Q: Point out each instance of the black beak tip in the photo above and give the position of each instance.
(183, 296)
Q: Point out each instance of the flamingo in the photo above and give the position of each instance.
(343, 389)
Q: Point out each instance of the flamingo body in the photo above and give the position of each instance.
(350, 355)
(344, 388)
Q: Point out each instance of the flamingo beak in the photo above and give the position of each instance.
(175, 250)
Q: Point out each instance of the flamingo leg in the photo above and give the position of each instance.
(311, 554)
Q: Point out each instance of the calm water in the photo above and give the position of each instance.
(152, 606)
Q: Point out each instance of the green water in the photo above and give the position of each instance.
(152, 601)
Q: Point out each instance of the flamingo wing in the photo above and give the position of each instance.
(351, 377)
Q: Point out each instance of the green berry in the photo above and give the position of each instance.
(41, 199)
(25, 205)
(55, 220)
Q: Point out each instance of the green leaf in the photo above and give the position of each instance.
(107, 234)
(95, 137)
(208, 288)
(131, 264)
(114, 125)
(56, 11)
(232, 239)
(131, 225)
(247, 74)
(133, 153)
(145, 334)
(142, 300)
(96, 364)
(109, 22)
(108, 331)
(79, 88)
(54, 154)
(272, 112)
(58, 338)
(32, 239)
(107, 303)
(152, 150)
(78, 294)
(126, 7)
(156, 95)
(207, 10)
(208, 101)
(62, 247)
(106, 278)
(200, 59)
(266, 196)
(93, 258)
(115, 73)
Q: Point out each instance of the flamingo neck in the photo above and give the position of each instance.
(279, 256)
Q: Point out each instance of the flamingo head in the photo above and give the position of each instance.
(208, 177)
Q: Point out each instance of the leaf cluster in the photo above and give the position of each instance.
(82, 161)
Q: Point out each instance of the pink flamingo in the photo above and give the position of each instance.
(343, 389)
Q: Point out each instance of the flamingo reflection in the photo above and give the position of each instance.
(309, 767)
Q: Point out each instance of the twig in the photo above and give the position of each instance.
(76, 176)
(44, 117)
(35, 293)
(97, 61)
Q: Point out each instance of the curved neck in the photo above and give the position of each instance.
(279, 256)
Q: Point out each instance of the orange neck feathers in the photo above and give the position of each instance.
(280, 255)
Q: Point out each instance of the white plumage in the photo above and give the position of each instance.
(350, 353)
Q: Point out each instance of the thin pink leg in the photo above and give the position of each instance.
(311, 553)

---

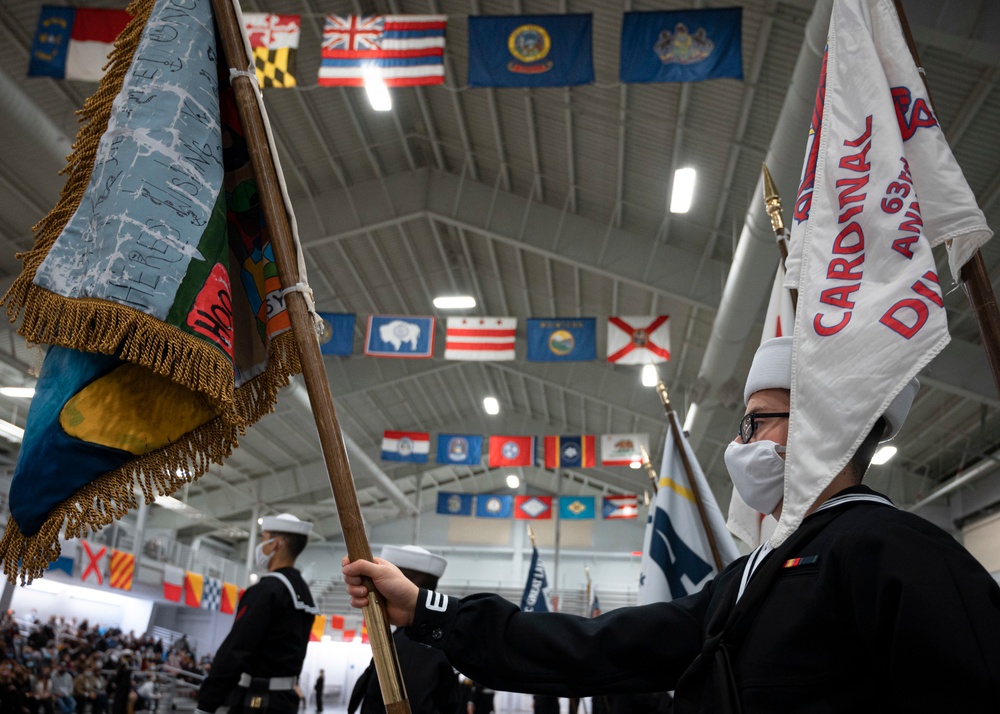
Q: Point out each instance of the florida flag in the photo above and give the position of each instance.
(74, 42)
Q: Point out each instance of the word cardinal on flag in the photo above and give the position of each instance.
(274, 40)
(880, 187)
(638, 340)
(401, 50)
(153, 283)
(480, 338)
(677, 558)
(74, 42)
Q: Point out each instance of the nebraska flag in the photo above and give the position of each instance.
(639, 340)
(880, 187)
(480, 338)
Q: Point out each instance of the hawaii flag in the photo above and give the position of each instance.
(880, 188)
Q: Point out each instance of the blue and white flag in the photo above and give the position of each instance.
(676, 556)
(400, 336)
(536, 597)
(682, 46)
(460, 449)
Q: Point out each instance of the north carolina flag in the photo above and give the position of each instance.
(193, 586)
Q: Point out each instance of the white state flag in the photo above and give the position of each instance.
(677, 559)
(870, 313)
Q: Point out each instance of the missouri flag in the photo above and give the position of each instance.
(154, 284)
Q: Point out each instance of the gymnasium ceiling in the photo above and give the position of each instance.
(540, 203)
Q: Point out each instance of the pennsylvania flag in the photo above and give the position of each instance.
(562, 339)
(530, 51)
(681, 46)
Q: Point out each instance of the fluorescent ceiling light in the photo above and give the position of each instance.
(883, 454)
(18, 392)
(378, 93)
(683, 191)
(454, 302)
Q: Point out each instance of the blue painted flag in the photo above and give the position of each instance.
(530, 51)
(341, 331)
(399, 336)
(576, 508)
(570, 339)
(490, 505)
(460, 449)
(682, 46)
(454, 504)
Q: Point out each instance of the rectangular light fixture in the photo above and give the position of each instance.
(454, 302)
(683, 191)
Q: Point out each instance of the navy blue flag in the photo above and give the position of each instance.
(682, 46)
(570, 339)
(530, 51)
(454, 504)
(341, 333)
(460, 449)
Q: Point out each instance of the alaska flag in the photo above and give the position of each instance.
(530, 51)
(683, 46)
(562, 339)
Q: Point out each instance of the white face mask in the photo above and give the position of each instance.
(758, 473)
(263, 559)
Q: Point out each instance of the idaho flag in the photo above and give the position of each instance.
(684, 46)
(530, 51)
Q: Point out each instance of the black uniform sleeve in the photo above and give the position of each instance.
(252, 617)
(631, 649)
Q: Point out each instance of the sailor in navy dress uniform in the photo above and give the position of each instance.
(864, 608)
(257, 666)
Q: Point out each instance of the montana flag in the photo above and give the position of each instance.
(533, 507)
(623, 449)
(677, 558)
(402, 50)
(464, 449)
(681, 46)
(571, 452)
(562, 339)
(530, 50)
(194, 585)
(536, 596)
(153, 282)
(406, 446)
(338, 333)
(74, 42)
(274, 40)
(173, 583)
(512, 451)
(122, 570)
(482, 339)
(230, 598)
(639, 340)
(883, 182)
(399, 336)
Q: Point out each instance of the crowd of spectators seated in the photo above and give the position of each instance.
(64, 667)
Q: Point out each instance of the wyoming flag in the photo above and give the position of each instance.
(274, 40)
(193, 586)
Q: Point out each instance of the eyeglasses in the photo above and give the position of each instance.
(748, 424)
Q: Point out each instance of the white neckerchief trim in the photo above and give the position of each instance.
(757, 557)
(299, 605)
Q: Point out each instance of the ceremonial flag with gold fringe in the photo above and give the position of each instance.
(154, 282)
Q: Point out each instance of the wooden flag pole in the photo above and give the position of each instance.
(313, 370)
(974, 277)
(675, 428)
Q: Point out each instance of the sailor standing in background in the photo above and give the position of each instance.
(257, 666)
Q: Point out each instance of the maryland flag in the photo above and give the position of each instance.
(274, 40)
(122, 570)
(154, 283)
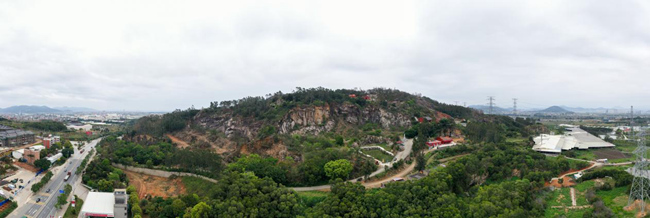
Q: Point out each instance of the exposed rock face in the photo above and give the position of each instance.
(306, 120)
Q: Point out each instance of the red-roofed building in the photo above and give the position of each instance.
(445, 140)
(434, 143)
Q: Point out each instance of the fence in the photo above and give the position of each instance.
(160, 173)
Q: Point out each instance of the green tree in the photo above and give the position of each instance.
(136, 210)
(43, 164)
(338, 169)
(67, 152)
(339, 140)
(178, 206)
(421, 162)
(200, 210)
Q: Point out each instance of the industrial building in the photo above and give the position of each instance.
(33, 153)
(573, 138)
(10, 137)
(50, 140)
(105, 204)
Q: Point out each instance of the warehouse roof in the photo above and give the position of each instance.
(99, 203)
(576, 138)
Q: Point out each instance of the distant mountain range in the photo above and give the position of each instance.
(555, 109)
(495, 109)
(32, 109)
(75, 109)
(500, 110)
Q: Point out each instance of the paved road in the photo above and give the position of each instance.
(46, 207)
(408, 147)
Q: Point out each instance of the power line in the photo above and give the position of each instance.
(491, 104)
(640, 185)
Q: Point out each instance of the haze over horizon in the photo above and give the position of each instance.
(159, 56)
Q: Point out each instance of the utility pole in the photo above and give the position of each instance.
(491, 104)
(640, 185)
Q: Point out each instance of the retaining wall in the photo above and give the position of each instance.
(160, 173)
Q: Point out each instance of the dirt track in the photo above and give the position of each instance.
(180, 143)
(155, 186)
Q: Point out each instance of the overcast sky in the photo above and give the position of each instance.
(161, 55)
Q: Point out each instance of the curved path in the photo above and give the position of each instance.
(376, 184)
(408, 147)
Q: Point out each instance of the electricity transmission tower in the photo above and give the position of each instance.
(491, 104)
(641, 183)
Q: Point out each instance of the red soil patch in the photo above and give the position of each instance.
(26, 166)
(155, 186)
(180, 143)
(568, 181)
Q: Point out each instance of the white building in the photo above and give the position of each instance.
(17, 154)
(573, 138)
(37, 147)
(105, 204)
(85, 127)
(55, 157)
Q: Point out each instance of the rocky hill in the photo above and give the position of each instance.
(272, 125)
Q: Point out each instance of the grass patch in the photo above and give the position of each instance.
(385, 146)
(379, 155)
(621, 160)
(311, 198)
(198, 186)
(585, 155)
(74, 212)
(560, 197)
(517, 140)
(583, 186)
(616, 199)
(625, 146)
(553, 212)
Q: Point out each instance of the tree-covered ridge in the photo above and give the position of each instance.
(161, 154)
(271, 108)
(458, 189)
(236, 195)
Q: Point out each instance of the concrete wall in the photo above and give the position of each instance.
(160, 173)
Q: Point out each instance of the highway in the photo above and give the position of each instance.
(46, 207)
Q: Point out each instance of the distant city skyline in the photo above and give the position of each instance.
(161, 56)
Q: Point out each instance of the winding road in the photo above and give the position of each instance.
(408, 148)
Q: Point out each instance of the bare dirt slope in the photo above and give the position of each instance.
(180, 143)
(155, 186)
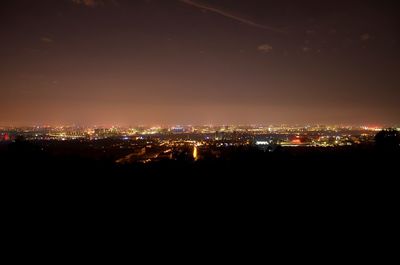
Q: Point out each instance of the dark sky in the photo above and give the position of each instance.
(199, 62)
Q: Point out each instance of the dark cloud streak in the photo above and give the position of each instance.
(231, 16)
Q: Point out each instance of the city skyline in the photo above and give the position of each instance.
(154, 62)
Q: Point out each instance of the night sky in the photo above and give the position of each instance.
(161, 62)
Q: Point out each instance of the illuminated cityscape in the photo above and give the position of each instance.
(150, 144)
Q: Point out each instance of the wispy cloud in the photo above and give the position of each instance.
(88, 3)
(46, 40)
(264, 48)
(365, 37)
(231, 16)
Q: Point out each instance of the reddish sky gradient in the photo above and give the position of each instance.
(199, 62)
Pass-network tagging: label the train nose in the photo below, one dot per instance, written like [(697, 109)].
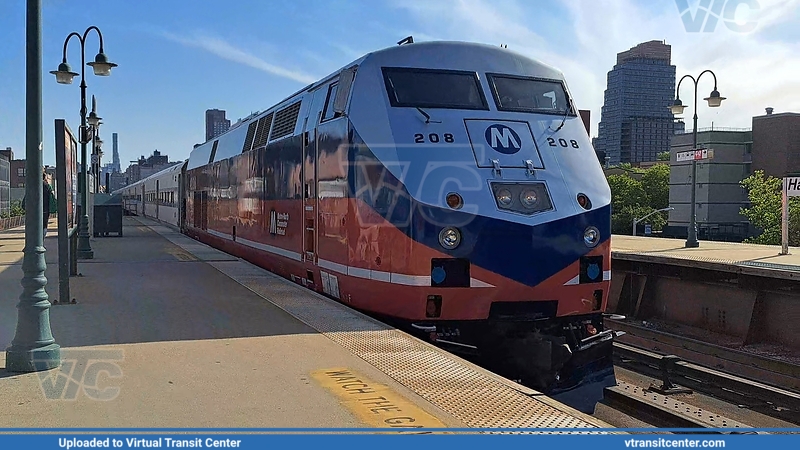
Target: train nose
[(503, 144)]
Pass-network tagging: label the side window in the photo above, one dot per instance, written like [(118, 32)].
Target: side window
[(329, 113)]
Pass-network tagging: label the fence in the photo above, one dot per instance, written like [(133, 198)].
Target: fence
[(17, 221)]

=== REQUIREMENT ===
Could you rescale the lines between the one holding "Pass-network tagging: label the fence" and the one holding "[(17, 221)]", inclusive, writing them out again with the requests and multiplying every point coordinate in the answers by 1.7, rounded to whole numbers with halves going up? Leave the numbers in the requests and their format samples unchanged.

=== RESULT ===
Pass-network tagging: label the fence in the photo above, one dot per instance, written like [(133, 198)].
Target: fence
[(29, 376)]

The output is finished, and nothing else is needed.